Requirements: Reproduce the material below, swapping every "sample" for "example". Keep everything else unchanged.

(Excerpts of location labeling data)
....

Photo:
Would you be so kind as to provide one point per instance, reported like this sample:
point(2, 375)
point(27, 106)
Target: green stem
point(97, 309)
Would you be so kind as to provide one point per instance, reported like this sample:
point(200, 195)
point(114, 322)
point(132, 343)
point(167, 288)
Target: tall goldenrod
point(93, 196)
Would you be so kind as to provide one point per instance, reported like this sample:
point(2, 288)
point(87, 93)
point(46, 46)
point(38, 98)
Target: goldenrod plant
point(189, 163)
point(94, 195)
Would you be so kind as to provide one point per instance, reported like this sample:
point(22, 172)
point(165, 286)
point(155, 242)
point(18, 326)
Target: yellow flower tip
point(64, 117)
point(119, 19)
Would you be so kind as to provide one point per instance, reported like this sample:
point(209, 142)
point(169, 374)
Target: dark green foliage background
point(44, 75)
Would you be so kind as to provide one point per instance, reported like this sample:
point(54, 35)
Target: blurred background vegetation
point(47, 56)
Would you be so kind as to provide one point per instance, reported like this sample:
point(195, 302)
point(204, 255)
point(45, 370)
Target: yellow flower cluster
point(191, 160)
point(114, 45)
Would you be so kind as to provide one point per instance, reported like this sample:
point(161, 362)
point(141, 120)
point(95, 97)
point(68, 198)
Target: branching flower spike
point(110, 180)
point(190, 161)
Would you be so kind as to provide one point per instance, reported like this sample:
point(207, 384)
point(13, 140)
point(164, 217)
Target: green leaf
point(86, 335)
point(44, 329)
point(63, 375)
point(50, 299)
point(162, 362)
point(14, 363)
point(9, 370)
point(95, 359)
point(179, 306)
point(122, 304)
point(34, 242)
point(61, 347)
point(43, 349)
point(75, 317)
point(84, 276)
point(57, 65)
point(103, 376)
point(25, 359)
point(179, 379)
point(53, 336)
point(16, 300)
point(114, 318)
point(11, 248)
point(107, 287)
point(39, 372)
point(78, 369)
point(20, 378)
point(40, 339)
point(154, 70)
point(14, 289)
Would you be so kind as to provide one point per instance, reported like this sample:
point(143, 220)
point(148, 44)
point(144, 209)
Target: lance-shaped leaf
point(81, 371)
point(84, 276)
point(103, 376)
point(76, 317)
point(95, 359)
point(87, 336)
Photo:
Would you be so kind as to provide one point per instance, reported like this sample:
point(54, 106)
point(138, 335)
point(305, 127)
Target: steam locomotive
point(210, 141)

....

Response to this task:
Photo:
Would you be so kind as to provide one point per instance, reported like this example:
point(2, 375)
point(27, 106)
Target: green stem
point(97, 309)
Would you be so kind as to provide one point per instance, reported like this example:
point(200, 195)
point(114, 322)
point(132, 343)
point(167, 288)
Target: tall goldenrod
point(93, 196)
Would you be so kind as to provide one point per instance, reported like this example:
point(2, 288)
point(87, 93)
point(46, 46)
point(38, 98)
Target: goldenrod plant
point(189, 163)
point(94, 195)
Would you be so kind as to provide one point per instance, reported like this example:
point(22, 172)
point(165, 286)
point(155, 242)
point(18, 326)
Target: yellow flower tip
point(64, 117)
point(119, 19)
Would you be so kind as to provide one point per instance, reported like this example:
point(209, 142)
point(169, 374)
Target: dark green foliage background
point(44, 75)
Would you be so kind as to provide one point per instance, reported like this example:
point(54, 35)
Target: blurred background vegetation
point(47, 56)
Would you be so kind as to provide one point per instance, reported like this example:
point(195, 302)
point(204, 255)
point(45, 370)
Target: yellow flower cluster
point(191, 160)
point(114, 45)
Would you be so kind as to provide one point per instance, reported like this example:
point(161, 362)
point(141, 120)
point(95, 97)
point(68, 198)
Target: branching flower spike
point(110, 180)
point(190, 161)
Would you be so kind as to provide one point per instance, reported like this example:
point(207, 384)
point(13, 140)
point(164, 217)
Target: green leaf
point(86, 335)
point(44, 329)
point(63, 375)
point(50, 299)
point(162, 362)
point(14, 363)
point(9, 370)
point(95, 359)
point(179, 306)
point(122, 304)
point(34, 242)
point(61, 347)
point(43, 349)
point(75, 317)
point(84, 276)
point(57, 65)
point(103, 376)
point(25, 359)
point(179, 379)
point(53, 336)
point(16, 300)
point(114, 318)
point(11, 248)
point(107, 287)
point(39, 372)
point(78, 369)
point(20, 378)
point(40, 339)
point(154, 70)
point(14, 289)
Would you be so kind as to provide one point per instance, reported like this example:
point(143, 220)
point(148, 44)
point(144, 209)
Target: lance-shaped leaf
point(81, 371)
point(84, 276)
point(103, 376)
point(76, 317)
point(95, 359)
point(87, 336)
Photo:
Would you be so kind as to provide one point per instance, reported like this example:
point(54, 106)
point(138, 335)
point(305, 127)
Target: steam locomotive
point(210, 141)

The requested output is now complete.